» **Given exercise**: Render every line of the rows below as a numbered list, skipping blank lines.
-- BEGIN The records --
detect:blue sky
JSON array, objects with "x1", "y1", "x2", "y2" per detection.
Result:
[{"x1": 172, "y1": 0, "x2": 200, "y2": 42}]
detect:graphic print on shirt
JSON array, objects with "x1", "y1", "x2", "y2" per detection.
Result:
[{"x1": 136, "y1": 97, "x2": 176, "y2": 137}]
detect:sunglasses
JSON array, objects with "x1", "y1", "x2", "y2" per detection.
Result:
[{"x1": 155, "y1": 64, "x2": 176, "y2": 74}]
-- END The records --
» **Result of the task**:
1. detect:blue sky
2. JSON array, objects with "x1", "y1", "x2", "y2" per detection.
3. Result:
4. [{"x1": 172, "y1": 0, "x2": 200, "y2": 42}]
5. detect:graphic print on shirt
6. JSON array, objects with "x1", "y1", "x2", "y2" per detection.
7. Result:
8. [{"x1": 136, "y1": 97, "x2": 176, "y2": 137}]
9. detect:sunglasses
10. JSON array, objects with "x1", "y1", "x2", "y2" per detection.
11. Result:
12. [{"x1": 155, "y1": 64, "x2": 176, "y2": 74}]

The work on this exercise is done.